┌────────
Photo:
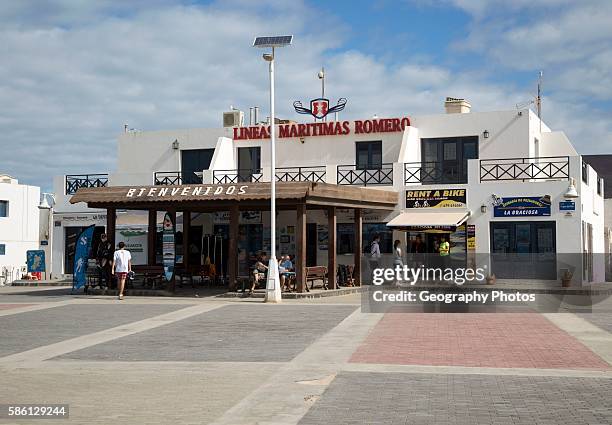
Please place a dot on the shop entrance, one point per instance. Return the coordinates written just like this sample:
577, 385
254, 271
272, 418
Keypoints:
523, 249
427, 241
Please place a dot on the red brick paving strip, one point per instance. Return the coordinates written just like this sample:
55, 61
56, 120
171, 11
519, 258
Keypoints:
7, 306
511, 340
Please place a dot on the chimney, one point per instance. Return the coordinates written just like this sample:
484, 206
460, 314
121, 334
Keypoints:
456, 106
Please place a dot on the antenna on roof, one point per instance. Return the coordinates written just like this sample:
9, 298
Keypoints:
537, 101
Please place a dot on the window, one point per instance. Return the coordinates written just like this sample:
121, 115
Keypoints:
249, 163
444, 160
194, 161
599, 186
368, 155
523, 249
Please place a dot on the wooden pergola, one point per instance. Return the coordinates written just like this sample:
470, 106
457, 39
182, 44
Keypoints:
298, 196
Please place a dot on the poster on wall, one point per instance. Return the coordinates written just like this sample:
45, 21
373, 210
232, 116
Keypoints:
344, 215
534, 206
436, 198
322, 237
82, 249
135, 239
471, 237
36, 261
245, 217
168, 248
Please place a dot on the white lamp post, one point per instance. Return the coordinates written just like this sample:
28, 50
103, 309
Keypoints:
273, 289
44, 205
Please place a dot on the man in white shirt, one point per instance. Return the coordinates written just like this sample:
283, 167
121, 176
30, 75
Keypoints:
122, 265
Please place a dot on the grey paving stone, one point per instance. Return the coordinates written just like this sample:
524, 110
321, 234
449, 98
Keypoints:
383, 398
599, 319
25, 331
240, 333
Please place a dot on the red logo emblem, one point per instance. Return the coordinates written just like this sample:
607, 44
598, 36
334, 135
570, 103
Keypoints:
319, 107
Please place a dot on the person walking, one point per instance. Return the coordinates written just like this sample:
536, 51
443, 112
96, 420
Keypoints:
444, 251
122, 265
398, 260
374, 255
104, 259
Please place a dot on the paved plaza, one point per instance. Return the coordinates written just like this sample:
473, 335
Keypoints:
240, 361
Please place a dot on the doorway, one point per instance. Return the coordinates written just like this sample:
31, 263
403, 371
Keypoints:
311, 244
194, 161
524, 249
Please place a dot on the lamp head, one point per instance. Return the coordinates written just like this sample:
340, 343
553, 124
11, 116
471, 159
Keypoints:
571, 190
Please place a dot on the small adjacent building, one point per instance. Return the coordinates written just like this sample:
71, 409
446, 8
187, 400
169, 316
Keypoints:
19, 225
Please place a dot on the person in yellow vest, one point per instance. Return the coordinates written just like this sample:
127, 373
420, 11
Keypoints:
444, 251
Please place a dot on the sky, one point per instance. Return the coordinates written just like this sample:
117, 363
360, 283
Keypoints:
73, 72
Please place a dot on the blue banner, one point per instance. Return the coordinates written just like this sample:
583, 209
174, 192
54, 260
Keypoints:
36, 261
530, 206
168, 247
81, 256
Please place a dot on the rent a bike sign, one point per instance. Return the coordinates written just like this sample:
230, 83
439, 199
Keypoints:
522, 206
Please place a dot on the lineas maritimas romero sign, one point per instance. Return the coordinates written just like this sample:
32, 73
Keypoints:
333, 128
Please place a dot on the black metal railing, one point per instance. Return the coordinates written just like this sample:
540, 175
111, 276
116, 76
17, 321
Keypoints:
237, 176
76, 181
301, 174
352, 175
543, 168
169, 178
434, 172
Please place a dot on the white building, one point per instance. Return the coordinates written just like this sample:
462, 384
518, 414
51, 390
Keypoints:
19, 225
488, 162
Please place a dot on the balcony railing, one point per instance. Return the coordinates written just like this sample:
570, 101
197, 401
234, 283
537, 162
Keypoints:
168, 178
237, 176
76, 181
522, 169
434, 173
301, 174
352, 175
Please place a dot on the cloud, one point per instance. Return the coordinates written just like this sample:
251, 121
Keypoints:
73, 73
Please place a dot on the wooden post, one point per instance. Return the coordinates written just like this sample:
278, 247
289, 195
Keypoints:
331, 247
152, 238
111, 222
358, 247
172, 283
232, 249
186, 228
300, 245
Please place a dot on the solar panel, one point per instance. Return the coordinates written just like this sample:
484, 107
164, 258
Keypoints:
277, 41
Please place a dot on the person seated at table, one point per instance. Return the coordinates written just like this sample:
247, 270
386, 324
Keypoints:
259, 271
285, 266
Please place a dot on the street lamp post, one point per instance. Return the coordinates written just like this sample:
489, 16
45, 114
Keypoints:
273, 289
44, 205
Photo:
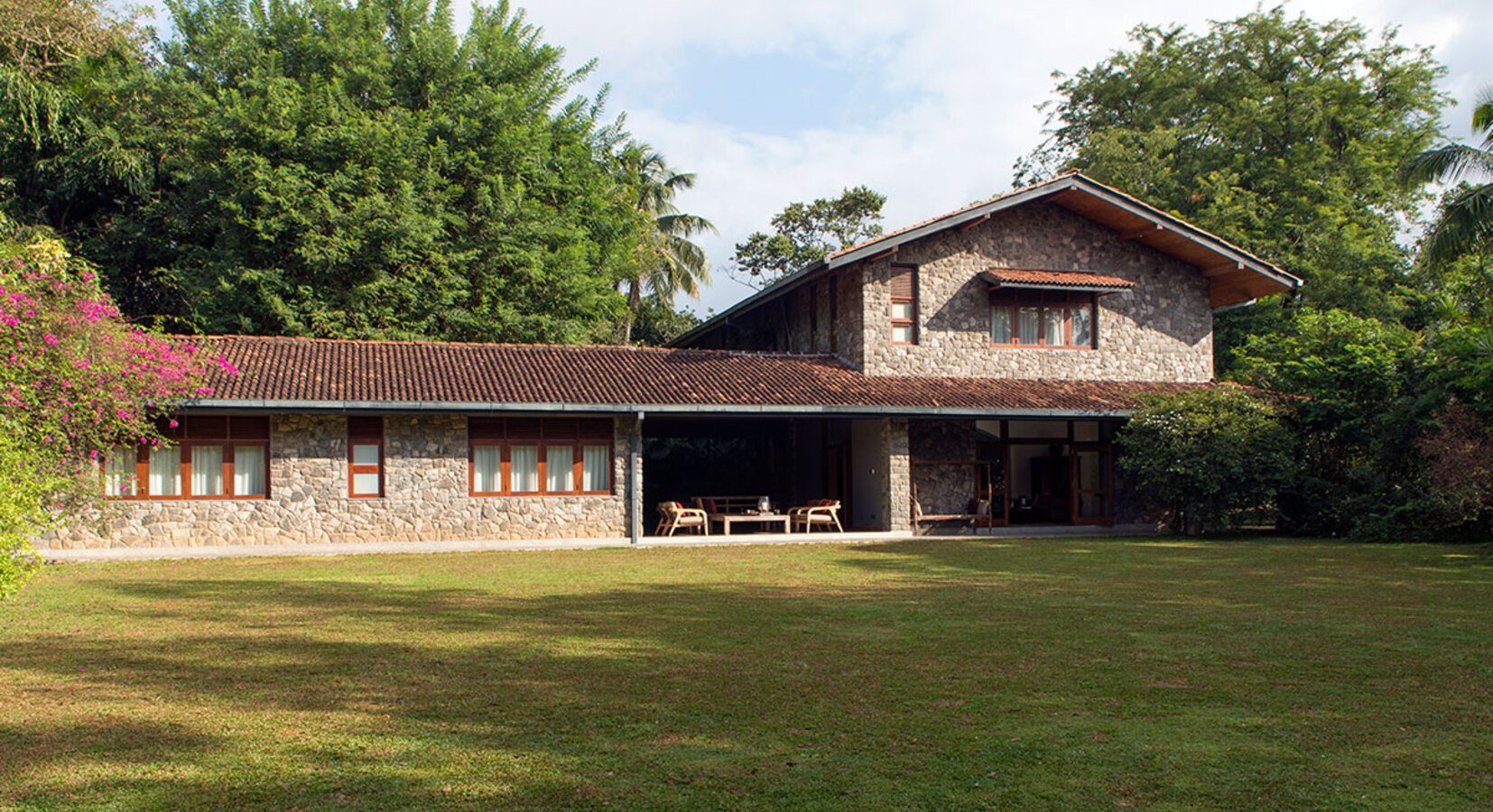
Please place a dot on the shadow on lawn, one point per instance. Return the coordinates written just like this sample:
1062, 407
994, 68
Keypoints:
655, 696
897, 693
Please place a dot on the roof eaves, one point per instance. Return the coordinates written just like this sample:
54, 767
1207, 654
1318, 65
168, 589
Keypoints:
959, 217
1220, 245
720, 410
760, 298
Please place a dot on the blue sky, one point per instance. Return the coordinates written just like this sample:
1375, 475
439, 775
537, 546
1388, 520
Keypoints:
929, 102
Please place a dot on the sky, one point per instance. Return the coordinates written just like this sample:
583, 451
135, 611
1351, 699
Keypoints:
929, 102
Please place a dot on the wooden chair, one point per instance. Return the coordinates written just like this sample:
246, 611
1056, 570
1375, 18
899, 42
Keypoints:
673, 515
821, 512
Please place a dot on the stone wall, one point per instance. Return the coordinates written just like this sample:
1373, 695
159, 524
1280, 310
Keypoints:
897, 499
944, 488
426, 496
1159, 330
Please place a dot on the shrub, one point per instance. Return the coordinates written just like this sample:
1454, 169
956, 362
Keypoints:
1207, 457
75, 380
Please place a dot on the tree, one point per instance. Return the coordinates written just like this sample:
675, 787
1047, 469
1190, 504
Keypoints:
1365, 392
659, 323
73, 381
1207, 457
668, 262
339, 168
1459, 451
1465, 224
805, 233
1278, 134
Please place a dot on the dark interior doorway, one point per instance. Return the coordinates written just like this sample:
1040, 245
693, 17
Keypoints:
689, 457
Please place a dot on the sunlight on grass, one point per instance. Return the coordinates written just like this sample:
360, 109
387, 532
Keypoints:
910, 675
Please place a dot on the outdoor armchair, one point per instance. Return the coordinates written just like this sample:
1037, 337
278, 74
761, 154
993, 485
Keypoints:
821, 512
673, 515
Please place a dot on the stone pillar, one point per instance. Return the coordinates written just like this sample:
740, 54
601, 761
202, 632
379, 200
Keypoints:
632, 427
896, 502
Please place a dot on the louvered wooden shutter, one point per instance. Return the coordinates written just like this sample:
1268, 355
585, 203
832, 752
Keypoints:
904, 284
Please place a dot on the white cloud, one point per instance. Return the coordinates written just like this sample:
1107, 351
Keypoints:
965, 77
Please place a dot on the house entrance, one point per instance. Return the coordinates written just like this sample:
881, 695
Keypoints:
1014, 472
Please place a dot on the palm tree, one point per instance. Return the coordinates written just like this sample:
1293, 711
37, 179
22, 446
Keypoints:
1467, 218
668, 262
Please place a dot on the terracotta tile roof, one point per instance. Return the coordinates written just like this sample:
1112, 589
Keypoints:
1056, 280
281, 369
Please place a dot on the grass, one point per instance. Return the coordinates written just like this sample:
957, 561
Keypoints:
920, 675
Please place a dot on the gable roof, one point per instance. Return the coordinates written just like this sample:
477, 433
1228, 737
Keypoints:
1054, 280
1235, 275
281, 374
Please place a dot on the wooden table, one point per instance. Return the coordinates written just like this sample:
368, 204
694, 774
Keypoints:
757, 518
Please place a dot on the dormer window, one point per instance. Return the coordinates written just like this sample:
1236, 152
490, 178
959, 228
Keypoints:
1043, 318
1047, 308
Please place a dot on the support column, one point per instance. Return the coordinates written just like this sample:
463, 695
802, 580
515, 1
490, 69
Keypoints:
896, 502
635, 481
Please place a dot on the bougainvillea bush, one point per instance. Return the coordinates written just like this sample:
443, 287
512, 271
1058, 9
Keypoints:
75, 380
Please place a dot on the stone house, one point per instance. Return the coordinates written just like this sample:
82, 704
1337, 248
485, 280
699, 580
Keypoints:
974, 366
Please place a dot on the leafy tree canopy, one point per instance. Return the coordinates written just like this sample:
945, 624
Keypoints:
1365, 394
1465, 224
805, 233
340, 168
73, 381
1278, 134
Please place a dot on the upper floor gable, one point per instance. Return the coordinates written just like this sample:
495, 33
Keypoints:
993, 289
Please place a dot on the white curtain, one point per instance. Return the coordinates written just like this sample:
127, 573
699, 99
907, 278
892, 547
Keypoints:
524, 466
1001, 324
1081, 328
207, 470
596, 462
1027, 324
118, 474
561, 469
1054, 328
248, 470
487, 469
166, 470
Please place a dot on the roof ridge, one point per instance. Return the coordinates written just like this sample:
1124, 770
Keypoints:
962, 209
505, 345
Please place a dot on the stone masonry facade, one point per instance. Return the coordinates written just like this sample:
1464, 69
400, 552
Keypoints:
1159, 330
426, 496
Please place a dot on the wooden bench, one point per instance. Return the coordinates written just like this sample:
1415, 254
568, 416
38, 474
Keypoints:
919, 517
737, 509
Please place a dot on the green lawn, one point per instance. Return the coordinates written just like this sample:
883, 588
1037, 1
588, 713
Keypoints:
922, 675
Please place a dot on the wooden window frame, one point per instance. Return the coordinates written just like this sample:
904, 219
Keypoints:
366, 439
495, 433
180, 430
1068, 302
904, 299
833, 312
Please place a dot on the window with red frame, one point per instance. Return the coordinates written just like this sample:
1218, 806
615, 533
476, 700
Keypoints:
205, 457
1043, 318
539, 456
365, 457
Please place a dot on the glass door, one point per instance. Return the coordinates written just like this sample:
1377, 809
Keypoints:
1091, 478
992, 483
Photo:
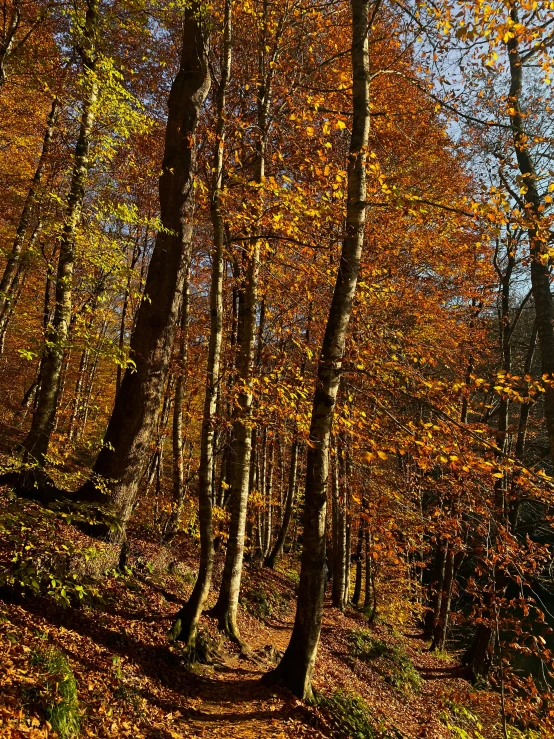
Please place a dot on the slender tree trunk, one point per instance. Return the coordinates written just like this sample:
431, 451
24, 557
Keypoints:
339, 536
296, 667
37, 442
269, 496
226, 607
359, 564
125, 308
186, 624
538, 240
122, 460
526, 406
178, 406
435, 588
277, 550
7, 287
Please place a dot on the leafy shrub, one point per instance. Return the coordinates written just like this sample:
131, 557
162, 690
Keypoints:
35, 559
461, 722
351, 717
59, 693
392, 661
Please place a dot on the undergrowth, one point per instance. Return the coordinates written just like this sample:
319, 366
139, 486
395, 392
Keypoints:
392, 662
351, 718
464, 724
262, 604
34, 559
58, 694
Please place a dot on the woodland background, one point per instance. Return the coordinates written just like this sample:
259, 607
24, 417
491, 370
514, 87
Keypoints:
187, 189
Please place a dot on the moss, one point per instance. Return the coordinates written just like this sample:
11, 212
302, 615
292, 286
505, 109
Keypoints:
350, 717
391, 660
59, 694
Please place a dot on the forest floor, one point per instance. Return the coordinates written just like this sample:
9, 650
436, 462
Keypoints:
131, 682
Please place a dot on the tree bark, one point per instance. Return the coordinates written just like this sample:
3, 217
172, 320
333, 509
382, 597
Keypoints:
121, 462
178, 462
296, 667
277, 550
225, 610
538, 237
8, 288
186, 625
37, 442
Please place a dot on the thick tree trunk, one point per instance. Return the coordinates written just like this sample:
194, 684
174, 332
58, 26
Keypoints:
277, 550
186, 624
296, 667
122, 460
37, 442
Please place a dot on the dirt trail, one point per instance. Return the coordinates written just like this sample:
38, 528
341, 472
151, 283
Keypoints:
133, 683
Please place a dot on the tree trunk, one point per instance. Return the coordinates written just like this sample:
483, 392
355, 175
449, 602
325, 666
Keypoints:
359, 563
526, 406
296, 667
122, 460
538, 238
7, 287
435, 588
37, 442
339, 536
277, 550
177, 430
226, 607
186, 624
441, 623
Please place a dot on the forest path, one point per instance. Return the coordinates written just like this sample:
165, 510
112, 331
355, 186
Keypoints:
132, 682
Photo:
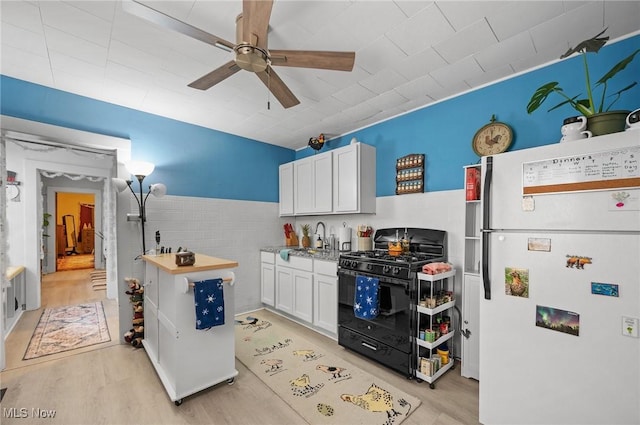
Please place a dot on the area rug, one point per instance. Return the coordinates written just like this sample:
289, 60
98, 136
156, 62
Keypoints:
75, 262
68, 328
99, 279
321, 387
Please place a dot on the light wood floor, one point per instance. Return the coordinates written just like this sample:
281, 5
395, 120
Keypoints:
117, 384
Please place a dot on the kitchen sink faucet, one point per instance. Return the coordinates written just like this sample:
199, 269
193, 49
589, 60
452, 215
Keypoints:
324, 233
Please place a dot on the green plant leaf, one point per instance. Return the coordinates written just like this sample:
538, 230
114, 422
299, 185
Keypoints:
617, 68
541, 95
617, 94
593, 45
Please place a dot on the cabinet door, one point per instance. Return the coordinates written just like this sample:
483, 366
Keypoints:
151, 311
284, 289
313, 185
354, 179
286, 189
303, 186
323, 189
151, 284
471, 324
346, 179
268, 281
325, 301
303, 295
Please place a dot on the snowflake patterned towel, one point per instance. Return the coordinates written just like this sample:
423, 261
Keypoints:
209, 301
365, 305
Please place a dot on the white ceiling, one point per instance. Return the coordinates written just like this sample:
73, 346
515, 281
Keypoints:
└────────
== Aim ==
Please write out the listing unchanged, from the line containing "Please place a dot on the cabinet" through its last line, inclusive.

== Answer ==
Please place a dot on the cabinet door, one point per instance. Return the coordinates written just like this sample:
483, 366
Keypoints:
151, 311
284, 289
313, 185
354, 179
286, 189
303, 186
323, 189
151, 284
471, 324
346, 179
268, 281
325, 301
303, 295
Please place a dot on the snowflake patterned towel, one point per instance. Return the coordinates written just like this sample:
423, 261
Keypoints:
209, 301
365, 305
Please place a dot on the white ceiling, one point per instance. Return the coordinates written just like this sample:
73, 346
515, 281
Keypoints:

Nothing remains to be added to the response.